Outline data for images

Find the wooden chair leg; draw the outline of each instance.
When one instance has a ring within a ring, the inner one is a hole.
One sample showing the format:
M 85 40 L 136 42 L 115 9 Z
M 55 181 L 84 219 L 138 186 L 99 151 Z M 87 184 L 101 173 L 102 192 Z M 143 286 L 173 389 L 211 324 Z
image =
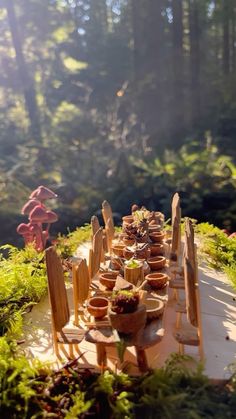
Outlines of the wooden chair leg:
M 97 363 L 98 365 L 107 365 L 106 346 L 103 343 L 97 343 Z
M 203 352 L 203 347 L 202 347 L 202 343 L 200 341 L 199 347 L 198 347 L 198 353 L 200 356 L 200 360 L 203 361 L 204 360 L 204 352 Z
M 57 357 L 59 357 L 59 345 L 57 343 L 57 341 L 54 340 L 54 350 L 55 350 L 55 354 Z
M 174 299 L 176 301 L 179 301 L 179 292 L 178 292 L 178 290 L 176 288 L 174 288 Z
M 69 343 L 69 355 L 70 355 L 71 359 L 74 358 L 74 351 L 73 351 L 73 344 L 72 343 Z
M 57 333 L 55 332 L 55 330 L 53 330 L 53 332 L 52 332 L 52 340 L 53 340 L 55 355 L 57 357 L 59 357 L 59 344 L 58 344 L 58 341 L 57 341 Z
M 181 326 L 181 322 L 182 322 L 182 315 L 181 315 L 182 313 L 177 313 L 177 315 L 176 315 L 176 329 L 179 329 L 180 328 L 180 326 Z
M 148 362 L 147 362 L 147 357 L 146 357 L 146 354 L 145 354 L 145 350 L 144 349 L 138 349 L 137 347 L 135 347 L 135 352 L 136 352 L 138 367 L 139 367 L 140 371 L 141 372 L 148 371 Z
M 182 343 L 179 343 L 179 354 L 184 355 L 184 345 Z

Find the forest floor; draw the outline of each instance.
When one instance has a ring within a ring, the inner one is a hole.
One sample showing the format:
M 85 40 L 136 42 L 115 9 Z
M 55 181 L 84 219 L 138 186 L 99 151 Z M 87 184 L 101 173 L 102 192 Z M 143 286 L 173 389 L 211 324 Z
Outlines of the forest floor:
M 79 248 L 79 254 L 86 257 L 88 245 Z M 73 320 L 72 285 L 68 284 L 68 299 Z M 224 379 L 230 376 L 227 367 L 235 362 L 236 348 L 236 295 L 227 278 L 222 273 L 205 266 L 199 267 L 199 291 L 201 307 L 201 323 L 203 334 L 204 373 L 213 379 Z M 164 315 L 165 334 L 162 341 L 146 350 L 149 366 L 157 368 L 172 352 L 178 351 L 178 345 L 173 338 L 176 313 L 173 293 L 169 289 L 169 298 Z M 48 296 L 45 296 L 30 313 L 25 315 L 24 326 L 25 343 L 22 344 L 28 357 L 39 358 L 43 362 L 52 362 L 57 368 L 64 364 L 66 356 L 62 353 L 58 360 L 53 351 L 51 334 L 51 316 Z M 186 353 L 193 359 L 199 360 L 195 347 L 185 347 Z M 119 366 L 115 347 L 108 348 L 108 367 L 112 370 Z M 81 368 L 96 368 L 96 346 L 82 341 L 79 345 Z M 124 360 L 129 374 L 137 374 L 136 355 L 134 347 L 125 351 Z

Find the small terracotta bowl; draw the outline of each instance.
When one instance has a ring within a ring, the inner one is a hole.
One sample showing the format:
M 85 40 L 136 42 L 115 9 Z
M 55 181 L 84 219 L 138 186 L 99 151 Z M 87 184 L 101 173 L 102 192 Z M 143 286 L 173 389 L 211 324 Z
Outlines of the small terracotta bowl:
M 114 244 L 111 249 L 116 256 L 122 258 L 124 248 L 125 244 Z
M 107 314 L 108 299 L 104 297 L 92 297 L 88 301 L 87 310 L 88 312 L 100 319 Z
M 164 256 L 153 256 L 147 260 L 152 271 L 158 271 L 164 268 L 166 264 L 166 258 Z
M 164 254 L 164 246 L 161 243 L 151 243 L 151 256 L 158 256 Z
M 118 257 L 112 257 L 110 261 L 110 267 L 113 270 L 120 270 L 122 267 L 122 260 Z
M 147 318 L 156 319 L 163 314 L 165 304 L 163 301 L 156 300 L 154 298 L 147 298 L 145 301 Z
M 131 239 L 129 236 L 123 236 L 122 241 L 126 246 L 132 246 L 135 243 L 135 240 Z
M 123 256 L 125 259 L 131 259 L 134 256 L 134 251 L 129 249 L 128 247 L 125 247 L 123 249 Z
M 99 281 L 101 282 L 104 287 L 106 287 L 108 290 L 113 290 L 117 275 L 119 274 L 119 271 L 113 271 L 113 272 L 102 272 L 99 275 Z
M 124 215 L 124 217 L 122 217 L 122 220 L 126 224 L 131 224 L 134 221 L 134 217 L 133 215 Z
M 161 272 L 155 272 L 152 274 L 148 274 L 145 276 L 145 279 L 152 288 L 156 290 L 160 290 L 164 288 L 169 280 L 168 275 L 163 274 Z
M 149 233 L 155 233 L 156 231 L 161 231 L 161 226 L 159 224 L 149 224 L 148 226 Z
M 153 233 L 149 234 L 150 239 L 154 243 L 161 243 L 165 238 L 165 233 L 162 231 L 154 231 Z

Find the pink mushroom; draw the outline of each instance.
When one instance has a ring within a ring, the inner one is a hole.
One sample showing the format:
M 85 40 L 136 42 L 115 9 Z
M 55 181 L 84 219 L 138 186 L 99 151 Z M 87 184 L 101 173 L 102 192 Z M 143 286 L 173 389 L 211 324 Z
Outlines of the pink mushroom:
M 46 199 L 53 199 L 57 198 L 57 195 L 51 191 L 51 189 L 46 188 L 45 186 L 38 186 L 37 189 L 35 189 L 31 195 L 30 199 L 36 198 L 39 201 L 45 201 Z
M 38 224 L 30 223 L 30 230 L 33 234 L 33 241 L 35 244 L 35 249 L 38 252 L 41 252 L 44 249 L 43 237 L 42 237 L 42 228 Z
M 22 207 L 21 214 L 28 215 L 37 205 L 41 205 L 41 202 L 38 199 L 30 199 Z
M 37 226 L 39 227 L 37 230 L 35 229 L 35 239 L 38 244 L 38 247 L 44 248 L 42 224 L 46 223 L 48 220 L 47 211 L 40 205 L 37 205 L 30 212 L 29 219 L 30 219 L 31 224 L 37 224 Z M 41 244 L 40 244 L 40 241 L 41 241 Z
M 18 234 L 23 236 L 25 246 L 33 242 L 34 237 L 32 231 L 30 230 L 30 224 L 21 223 L 18 225 L 16 231 Z

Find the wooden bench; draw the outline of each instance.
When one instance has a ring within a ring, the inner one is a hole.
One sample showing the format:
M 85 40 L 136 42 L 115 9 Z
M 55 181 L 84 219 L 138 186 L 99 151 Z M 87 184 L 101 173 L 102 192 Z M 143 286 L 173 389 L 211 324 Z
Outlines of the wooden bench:
M 54 247 L 46 249 L 46 268 L 55 353 L 57 357 L 60 357 L 60 346 L 67 344 L 69 357 L 73 358 L 73 345 L 78 345 L 84 339 L 85 332 L 83 329 L 69 325 L 70 311 L 63 267 Z

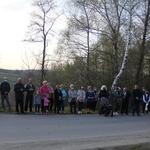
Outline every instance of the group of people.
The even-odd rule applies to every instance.
[[[4,101],[6,100],[8,109],[11,111],[12,108],[8,97],[10,84],[6,77],[4,77],[4,81],[0,84],[0,91],[2,109],[5,110]],[[86,106],[86,113],[90,114],[91,111],[95,111],[97,101],[99,100],[111,106],[113,115],[118,115],[118,112],[128,115],[131,98],[133,116],[135,112],[140,116],[141,107],[142,114],[148,114],[150,107],[149,92],[145,88],[140,90],[137,85],[135,85],[133,91],[127,90],[126,87],[123,90],[120,87],[116,87],[108,92],[105,85],[99,91],[96,91],[92,86],[88,86],[86,90],[83,86],[80,86],[76,90],[74,84],[71,84],[69,90],[66,91],[63,84],[56,85],[55,89],[53,89],[50,83],[43,81],[43,85],[36,90],[31,78],[29,78],[26,85],[23,84],[21,78],[18,78],[17,83],[14,85],[14,92],[17,114],[32,112],[33,105],[35,114],[47,114],[52,111],[60,114],[65,112],[67,102],[70,113],[82,114],[83,106]],[[24,92],[26,92],[25,101]]]

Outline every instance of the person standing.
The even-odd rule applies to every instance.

What you have to do
Can you copy the data word for word, starting at its first line and ending after the line that contains "Outlines of the wooden chair", with both ends included? Leave the picture out of your copy.

Problem solution
Find the wooden chair leg; draw the outline of each instance.
When one instance has a ring within a ring, the inner one is a hole.
One sample showing the format:
M 85 40 L 136 42 L 115 9 Z
M 55 181 L 84 219 L 138 186 L 99 151 Z M 87 184 L 101 173 L 102 192 Z M 143 286 L 173 389 L 211 324 Z
image =
Outlines of the wooden chair leg:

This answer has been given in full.